Stored items.
________________

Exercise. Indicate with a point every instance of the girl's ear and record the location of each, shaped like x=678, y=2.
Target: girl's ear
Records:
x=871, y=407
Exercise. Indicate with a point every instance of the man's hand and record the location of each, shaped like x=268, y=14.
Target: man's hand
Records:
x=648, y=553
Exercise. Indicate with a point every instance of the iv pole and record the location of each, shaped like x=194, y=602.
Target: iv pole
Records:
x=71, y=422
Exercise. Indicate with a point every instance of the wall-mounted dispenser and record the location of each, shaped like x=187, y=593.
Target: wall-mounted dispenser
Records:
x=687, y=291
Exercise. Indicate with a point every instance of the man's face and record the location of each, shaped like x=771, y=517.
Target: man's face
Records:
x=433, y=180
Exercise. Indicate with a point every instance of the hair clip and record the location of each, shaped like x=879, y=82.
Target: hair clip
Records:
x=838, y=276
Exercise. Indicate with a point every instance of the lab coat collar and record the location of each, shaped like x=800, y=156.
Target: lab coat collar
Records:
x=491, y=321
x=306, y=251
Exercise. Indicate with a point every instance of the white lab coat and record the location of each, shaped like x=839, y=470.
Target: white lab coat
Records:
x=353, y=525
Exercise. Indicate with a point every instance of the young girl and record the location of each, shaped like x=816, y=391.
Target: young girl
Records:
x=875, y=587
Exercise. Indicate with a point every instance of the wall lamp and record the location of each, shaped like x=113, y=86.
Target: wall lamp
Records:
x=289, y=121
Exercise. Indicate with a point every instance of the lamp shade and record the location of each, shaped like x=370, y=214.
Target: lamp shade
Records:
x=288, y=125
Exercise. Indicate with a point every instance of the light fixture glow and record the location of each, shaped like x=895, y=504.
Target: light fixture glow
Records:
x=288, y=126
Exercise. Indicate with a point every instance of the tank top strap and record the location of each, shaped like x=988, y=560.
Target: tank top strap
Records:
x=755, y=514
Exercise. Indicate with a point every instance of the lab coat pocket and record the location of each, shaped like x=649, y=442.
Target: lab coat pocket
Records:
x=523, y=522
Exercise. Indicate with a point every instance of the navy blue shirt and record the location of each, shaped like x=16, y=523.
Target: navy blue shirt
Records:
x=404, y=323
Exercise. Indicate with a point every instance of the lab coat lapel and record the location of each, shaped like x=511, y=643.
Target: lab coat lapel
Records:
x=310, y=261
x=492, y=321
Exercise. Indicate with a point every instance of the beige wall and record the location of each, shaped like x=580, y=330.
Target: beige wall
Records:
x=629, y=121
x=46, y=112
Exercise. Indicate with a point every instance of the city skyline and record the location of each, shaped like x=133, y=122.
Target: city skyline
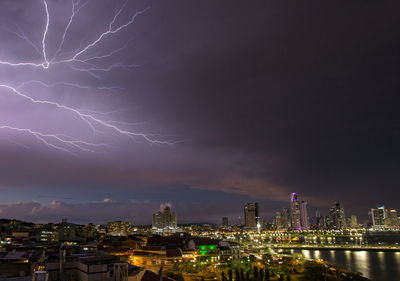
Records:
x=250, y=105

________________

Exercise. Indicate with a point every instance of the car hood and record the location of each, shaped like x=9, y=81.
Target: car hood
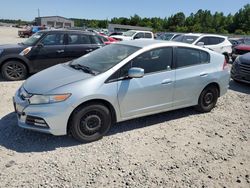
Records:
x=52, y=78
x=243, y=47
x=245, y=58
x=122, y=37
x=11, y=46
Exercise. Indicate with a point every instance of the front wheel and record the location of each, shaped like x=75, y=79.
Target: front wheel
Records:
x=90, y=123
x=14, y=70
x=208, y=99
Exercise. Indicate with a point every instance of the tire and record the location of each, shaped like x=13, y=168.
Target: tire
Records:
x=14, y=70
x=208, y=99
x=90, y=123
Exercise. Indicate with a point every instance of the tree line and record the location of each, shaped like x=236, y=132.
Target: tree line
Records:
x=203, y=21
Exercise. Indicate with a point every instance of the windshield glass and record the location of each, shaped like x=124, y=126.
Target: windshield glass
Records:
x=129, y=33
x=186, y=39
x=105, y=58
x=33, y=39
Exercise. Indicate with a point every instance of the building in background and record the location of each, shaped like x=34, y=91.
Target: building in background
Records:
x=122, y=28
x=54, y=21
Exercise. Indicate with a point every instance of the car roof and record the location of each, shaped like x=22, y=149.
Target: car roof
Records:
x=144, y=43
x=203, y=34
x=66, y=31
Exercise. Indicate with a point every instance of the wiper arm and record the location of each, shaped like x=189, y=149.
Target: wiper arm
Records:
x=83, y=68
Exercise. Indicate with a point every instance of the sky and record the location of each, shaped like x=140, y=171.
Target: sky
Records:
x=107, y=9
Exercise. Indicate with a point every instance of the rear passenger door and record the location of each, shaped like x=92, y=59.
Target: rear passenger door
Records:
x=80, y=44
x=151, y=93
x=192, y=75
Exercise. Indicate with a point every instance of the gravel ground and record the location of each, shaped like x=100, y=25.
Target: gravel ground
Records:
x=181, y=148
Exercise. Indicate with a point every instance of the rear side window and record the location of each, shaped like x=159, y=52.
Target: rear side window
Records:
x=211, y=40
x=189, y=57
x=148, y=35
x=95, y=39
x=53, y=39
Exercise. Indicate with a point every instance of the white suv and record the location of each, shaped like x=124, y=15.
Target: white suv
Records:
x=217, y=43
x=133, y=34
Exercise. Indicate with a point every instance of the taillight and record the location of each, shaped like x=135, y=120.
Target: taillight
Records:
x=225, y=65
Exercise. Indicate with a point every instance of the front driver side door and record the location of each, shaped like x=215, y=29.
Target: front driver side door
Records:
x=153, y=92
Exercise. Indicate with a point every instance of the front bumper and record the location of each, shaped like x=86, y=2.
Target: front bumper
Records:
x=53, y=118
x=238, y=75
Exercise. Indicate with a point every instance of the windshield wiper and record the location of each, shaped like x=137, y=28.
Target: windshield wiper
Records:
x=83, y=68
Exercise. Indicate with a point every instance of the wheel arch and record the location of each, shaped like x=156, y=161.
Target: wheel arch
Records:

________________

Can you update the entries from the line with "like x=800, y=156." to the line with "x=288, y=126" by replacing "wall lamp" with "sconce", leaving all else unchanged, and give back only those lines?

Exercise. Indicate with a point every instance of the lab coat collar and record the location of each, shaped like x=800, y=156.
Target: lab coat collar
Records:
x=491, y=321
x=306, y=251
Exercise. Indicate with a point every instance of the white lab coat and record the location of each, shaped like x=839, y=470.
Target: white lab coat
Records:
x=353, y=525
Exercise. Indicate with a point every instance of the young girl and record the location of each, shaped like x=816, y=391.
Target: young girl
Records:
x=875, y=587
Exercise. Indicate with a point every instance of the sconce and record the location of each, shaped like x=113, y=86.
Target: sconce
Records:
x=289, y=121
Exercise. Indicate with a point every instance of the lamp shade and record the location of each, shaped like x=370, y=214.
Target: lamp shade
Records:
x=288, y=125
Exercise. Indicate with a point every instance of the light fixture glow and record the location of each, shaped like x=895, y=504.
Target: light fixture glow
Records:
x=288, y=126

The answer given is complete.